→ Directions:
Please repeat the data exactly. Any picture in it stays out.

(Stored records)
++++++

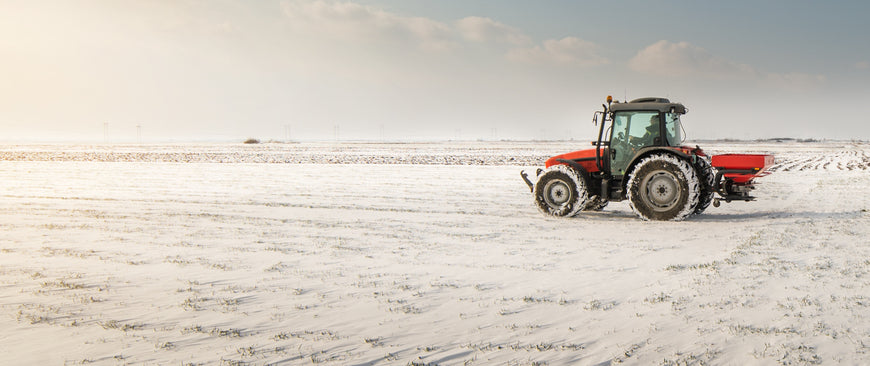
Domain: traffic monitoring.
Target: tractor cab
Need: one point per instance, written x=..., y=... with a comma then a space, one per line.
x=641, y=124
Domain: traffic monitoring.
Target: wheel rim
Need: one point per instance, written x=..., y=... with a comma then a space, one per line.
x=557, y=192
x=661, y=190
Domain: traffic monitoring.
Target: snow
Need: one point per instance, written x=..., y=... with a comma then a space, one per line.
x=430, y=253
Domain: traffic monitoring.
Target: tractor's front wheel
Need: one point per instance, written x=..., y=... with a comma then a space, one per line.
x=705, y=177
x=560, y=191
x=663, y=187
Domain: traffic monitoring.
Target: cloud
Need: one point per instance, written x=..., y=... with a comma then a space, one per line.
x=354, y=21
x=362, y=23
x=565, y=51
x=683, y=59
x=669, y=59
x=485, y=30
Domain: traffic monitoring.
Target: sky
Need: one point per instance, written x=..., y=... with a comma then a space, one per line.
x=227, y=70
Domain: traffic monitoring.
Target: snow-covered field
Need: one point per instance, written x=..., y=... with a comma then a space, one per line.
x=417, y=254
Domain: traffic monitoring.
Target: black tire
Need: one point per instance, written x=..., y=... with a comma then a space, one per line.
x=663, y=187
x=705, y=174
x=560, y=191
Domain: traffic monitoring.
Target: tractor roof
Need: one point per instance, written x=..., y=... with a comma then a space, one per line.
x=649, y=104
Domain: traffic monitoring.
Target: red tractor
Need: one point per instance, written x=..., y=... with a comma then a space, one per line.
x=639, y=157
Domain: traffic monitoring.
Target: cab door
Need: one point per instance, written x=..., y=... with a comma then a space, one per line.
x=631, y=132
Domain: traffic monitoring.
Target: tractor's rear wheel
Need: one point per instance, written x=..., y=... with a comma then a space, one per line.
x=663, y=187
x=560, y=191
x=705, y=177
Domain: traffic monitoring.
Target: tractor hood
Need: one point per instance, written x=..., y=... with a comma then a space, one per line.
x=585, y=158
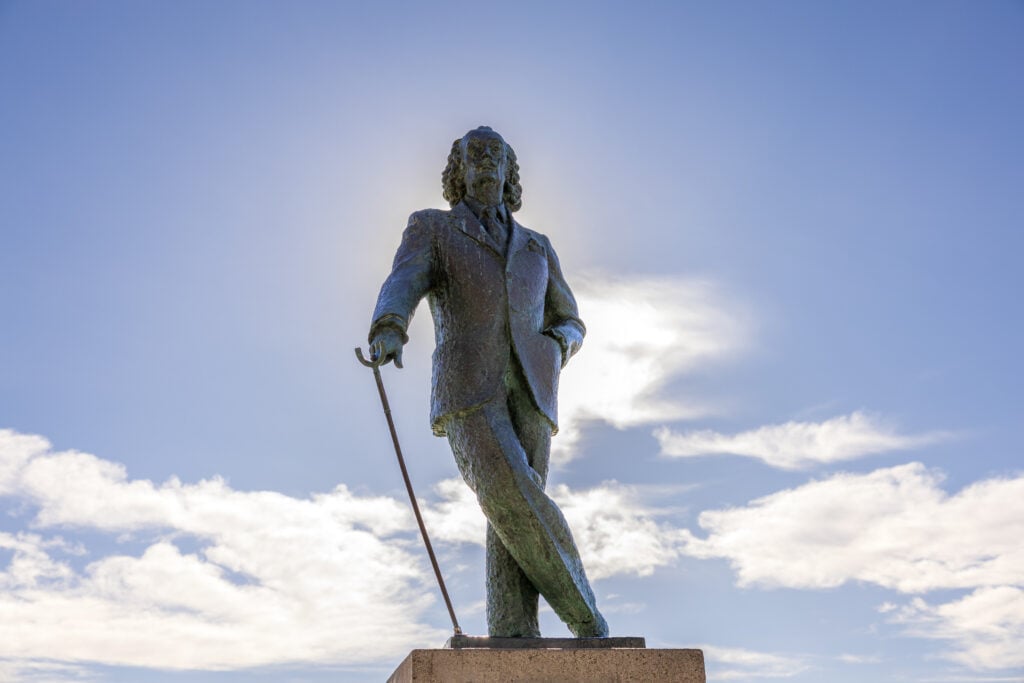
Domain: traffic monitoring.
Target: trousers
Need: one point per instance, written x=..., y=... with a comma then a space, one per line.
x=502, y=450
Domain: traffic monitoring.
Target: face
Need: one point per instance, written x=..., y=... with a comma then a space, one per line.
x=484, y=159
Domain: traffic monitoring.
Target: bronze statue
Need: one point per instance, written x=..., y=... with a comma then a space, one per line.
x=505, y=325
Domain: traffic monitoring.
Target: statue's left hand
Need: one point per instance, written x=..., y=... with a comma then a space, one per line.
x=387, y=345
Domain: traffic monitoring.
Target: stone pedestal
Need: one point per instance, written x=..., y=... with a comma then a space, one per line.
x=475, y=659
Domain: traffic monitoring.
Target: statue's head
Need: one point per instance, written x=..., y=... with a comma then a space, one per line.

++++++

→ Reply:
Domain: traffic monitoring.
Target: tractor cab
Need: one point per instance, written x=..., y=... with a comma then a space, one per line.
x=641, y=124
Domain: traffic monitoring.
Target: wheel rim
Need: one point per instance, written x=..., y=... with a comma then a space, one per line.
x=557, y=192
x=661, y=190
Domain: traffic monitoring.
Target: snow
Need: one point per instance, written x=..., y=... with a comma then a space, one per line.
x=430, y=253
Domain: traffic monitoring.
Target: tractor's front wheel
Need: one point per instance, written x=..., y=... with a comma then a space, one per line.
x=705, y=177
x=560, y=191
x=663, y=187
Domain: traffic monitoring.
Target: cloud
Need: one point per instance, written x=..., y=... with a comma then a space, one per line.
x=354, y=21
x=362, y=23
x=565, y=51
x=683, y=59
x=669, y=59
x=485, y=30
Domain: traffic monitoring.
Target: sky
Need: one point per instance, written x=..., y=... with a comma then a space, one per line.
x=227, y=70
Domain: traffic monitoring.
Target: snow-covered field
Need: one point per instance, written x=..., y=... with a comma then a space, one per line.
x=417, y=254
Domain: traffic monitoring.
Target: black tire
Need: one point per instance, written x=..., y=... with a comma then a space, one per line.
x=663, y=187
x=705, y=174
x=560, y=191
Domain: traffic monitoring.
Target: tractor roof
Need: one point per instance, written x=..., y=... with a comma then a space, one per line.
x=649, y=104
Domain: traffic monitoring.
Target: red tractor
Need: one point per instance, written x=..., y=... with a comma then a space, one per line.
x=639, y=157
Domain: traffic monitoring.
Target: cab door
Need: one point per instance, written x=..., y=... with a comma then a space, one per line.
x=631, y=132
Domain: traffic monitoring.
Target: tractor's rear wheel
Need: one point per instance, written x=..., y=... with a comma then a space, one per line.
x=663, y=187
x=560, y=191
x=705, y=177
Domain: traffic monitoring.
Target: tractor hood
Need: one point per instance, written x=..., y=... with a comma then a space, one per line.
x=585, y=158
Domain: traffic monitoring.
Target: trousers
Need: one point per instance, written x=..., y=... with a comma then a space, one per line.
x=502, y=450
Domain: traffic monitoring.
Target: face
Need: one point per instance, written x=..., y=... with a comma then a space, one per line.
x=484, y=159
Domain: traffic monitoring.
Target: bronze statue
Need: one point per instance, written x=..., y=... with a comma then a space, one per line.
x=505, y=325
Domain: traffic monitoring.
Target: statue's left hand
Need: one point per instance, written x=..., y=... with a comma then a space, one per line.
x=387, y=345
Domain: traffic monitoring.
Target: stone pedestal
Need: one point per instance, written x=..., y=... with a comma then a space, one per line.
x=475, y=659
Domain: traffic monitoring.
Target: statue's head
Need: one point per instance, written x=..., y=... with a comma then a space, one per line.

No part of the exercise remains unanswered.